[SELECTED TEXT — start]

The question of cannibalism arises occasionally, such as when the Andes plane crash survivors ate the dead passengers. When this question is discussed, the prohibition involved is that of disrespect to the dead, which is then overridden by the command to keep the living alive. But kosher violations never enter the picture.
Actually, if I remember correctly, there are two reasons for the waiting period. One is, as you mentioned, the concern that meat remains in the teeth. The other concern is that meat takes longer to digest, and will be later mixed with meat in the digestive process.
What is the nafka mina (consequence of the disagreement)? Two cases:
a) A person eats meat broth. There is no chance of it getting stuck in his teeth, but it will be digested.
b) A person chews up meat (for a baby, as I posted earlier). It won’t be digested, but it can get stuck in his teeth.
But Shirley the real reason for the rule against mixing milk and meat dishes is not because God sez so but because of the risk of contamination. If you use a utensil on meat and then use it on cheese, bacteria from the meat will contaminate the cheese. Cooking the meat will kill the bacteria in it, but you usually don’t cook milk dishes to the point of sterilization.
The ancients didn’t know about bacteria, and even if they did they had little in the way of food preservation technology. All they knew was that if they mixed meat and milk, they got sick. They may have they concluded that God was trying to tell them not to mix it. Or they may have simply concluded, “Safety tip. Don’t do that.” Then, later generations started believing that this and other rules of common sense developed by the culture were “God’s laws”, having long since forgotten the true reasons for them.
This question may rate its own thread, but here goes…
The whole basis for this being an issue in the first place.
The Bible says, Thou shalt not seethe a kid in its mother’s milk.
That’s pretty specific. I can understand generalizing from there that you can’t cook milk & meat together in the same pot. But how on earth the rabbis got from that simple Biblical rule to the Wall of Separation of “No milk and meat existing anywhere near each other within hours of each other” and further elaborations like two completely separate sets of pots, pans, & dishes – I just can’t see that. This is way more restrictive than what the Bible says.

[SELECTED TEXT — finish]
[DATA SECTION — start]

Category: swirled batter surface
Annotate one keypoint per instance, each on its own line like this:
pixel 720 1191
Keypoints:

[DATA SECTION — finish]

## TASK DESCRIPTION
Return the part of the milk-and-meat discussion from "Actually, if I" to "in his teeth.", copied word for word.

## EXERCISE RESULT
Actually, if I remember correctly, there are two reasons for the waiting period. One is, as you mentioned, the concern that meat remains in the teeth. The other concern is that meat takes longer to digest, and will be later mixed with meat in the digestive process.
What is the nafka mina (consequence of the disagreement)? Two cases:
a) A person eats meat broth. There is no chance of it getting stuck in his teeth, but it will be digested.
b) A person chews up meat (for a baby, as I posted earlier). It won’t be digested, but it can get stuck in his teeth.